Coordinate labeling data
● ● ● ● ●
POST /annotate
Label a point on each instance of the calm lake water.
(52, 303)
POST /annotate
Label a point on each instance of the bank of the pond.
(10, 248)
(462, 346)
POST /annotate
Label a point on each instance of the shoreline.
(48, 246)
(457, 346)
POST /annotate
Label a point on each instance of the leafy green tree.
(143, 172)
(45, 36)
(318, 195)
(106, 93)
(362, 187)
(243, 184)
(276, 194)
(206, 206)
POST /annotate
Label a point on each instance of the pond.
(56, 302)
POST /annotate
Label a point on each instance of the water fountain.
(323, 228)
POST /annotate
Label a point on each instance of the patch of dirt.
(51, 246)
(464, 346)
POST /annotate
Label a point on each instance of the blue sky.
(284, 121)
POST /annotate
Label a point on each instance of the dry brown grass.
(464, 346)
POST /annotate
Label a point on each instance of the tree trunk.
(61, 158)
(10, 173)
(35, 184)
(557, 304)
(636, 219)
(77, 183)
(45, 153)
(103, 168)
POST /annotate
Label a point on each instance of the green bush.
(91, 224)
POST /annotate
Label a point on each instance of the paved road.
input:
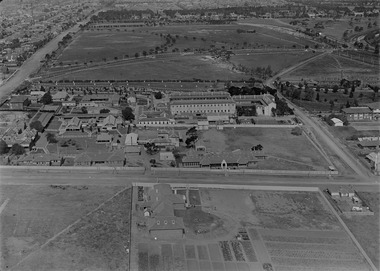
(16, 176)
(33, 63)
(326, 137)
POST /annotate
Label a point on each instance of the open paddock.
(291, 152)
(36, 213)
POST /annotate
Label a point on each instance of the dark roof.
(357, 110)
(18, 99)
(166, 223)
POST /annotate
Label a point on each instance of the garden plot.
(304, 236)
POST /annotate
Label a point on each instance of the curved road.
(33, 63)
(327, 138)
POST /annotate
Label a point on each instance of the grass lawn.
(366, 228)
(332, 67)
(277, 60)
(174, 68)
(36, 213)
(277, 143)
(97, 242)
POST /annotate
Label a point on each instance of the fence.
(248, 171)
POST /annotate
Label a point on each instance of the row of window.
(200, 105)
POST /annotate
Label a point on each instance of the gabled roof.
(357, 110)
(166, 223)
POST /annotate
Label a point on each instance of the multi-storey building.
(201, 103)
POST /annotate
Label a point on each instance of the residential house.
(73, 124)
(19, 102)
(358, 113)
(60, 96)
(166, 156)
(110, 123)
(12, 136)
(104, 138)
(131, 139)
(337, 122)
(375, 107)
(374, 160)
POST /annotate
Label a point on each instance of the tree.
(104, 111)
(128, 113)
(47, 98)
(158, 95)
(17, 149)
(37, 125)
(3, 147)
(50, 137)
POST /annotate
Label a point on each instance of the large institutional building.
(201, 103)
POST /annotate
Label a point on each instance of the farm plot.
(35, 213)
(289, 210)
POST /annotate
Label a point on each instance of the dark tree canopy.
● ● ● ● ●
Problem details: Write the lines above out again exactly, without any of their pictures.

Answer below:
POST /annotate
Label a point on each instance of the calm lake water.
(52, 303)
POST /annotate
Label a point on each instance of the bank of the pond.
(10, 248)
(462, 346)
POST /annotate
Label a point on each instance of the shoreline.
(48, 246)
(457, 346)
POST /annotate
Label a point on each instance of the leafy green tree.
(143, 172)
(45, 36)
(318, 195)
(106, 93)
(362, 187)
(243, 184)
(276, 194)
(206, 206)
POST /annotate
Label a point on each instance of the pond.
(56, 302)
POST /annotate
Label a point on each instance of the water fountain.
(323, 228)
POST /annotate
Label a point on each instance of the patch of dirt.
(51, 246)
(464, 346)
POST /annotate
Label a point on each instance of the blue sky.
(284, 121)
POST /annotate
Label a point on each instance of the dry brown grass.
(464, 346)
POST /annotate
Label a point on each instance of the tree trunk.
(61, 158)
(10, 173)
(35, 184)
(557, 304)
(636, 219)
(77, 183)
(45, 153)
(103, 168)
POST /annotate
Label a point on each instance of the green bush.
(91, 224)
POST /annotate
Label a point on each instance of the paved road.
input:
(16, 176)
(33, 63)
(326, 137)
POST /annotate
Label a point on each instance of the open paddock.
(291, 152)
(36, 213)
POST /annotate
Label a point on each instance of the dark roof.
(357, 110)
(18, 99)
(166, 223)
POST /annotate
Label a point on each instance of the garden plot.
(304, 236)
POST /annotate
Label a point on each instance of the curved road.
(33, 63)
(327, 138)
POST /annotate
Label a point on each instance of the grass lawn.
(366, 228)
(332, 67)
(277, 60)
(174, 68)
(36, 213)
(277, 143)
(97, 242)
POST /annotate
Label a point on each instance of the fence.
(248, 171)
POST /annotate
Label a point on each instance of the row of window.
(200, 105)
POST /annotate
Label a point on each instance of the gabled roof.
(357, 110)
(166, 223)
POST /annotate
Label a point on each instance of the multi-storey building.
(201, 103)
POST /annotate
Label a point on each instance of the residential house.
(73, 124)
(19, 102)
(358, 113)
(60, 96)
(166, 156)
(110, 123)
(12, 136)
(104, 138)
(131, 139)
(337, 122)
(375, 107)
(374, 160)
POST /annotate
Label a point on each instance of the tree.
(104, 111)
(128, 113)
(47, 98)
(158, 95)
(17, 149)
(37, 125)
(3, 147)
(50, 137)
POST /annotate
Label a point on each instance of the large institutional building.
(201, 103)
POST /annotate
Label a point on each instance of the farm plot.
(35, 213)
(289, 210)
POST /annotate
Label a point on each instance of the dark tree canopy.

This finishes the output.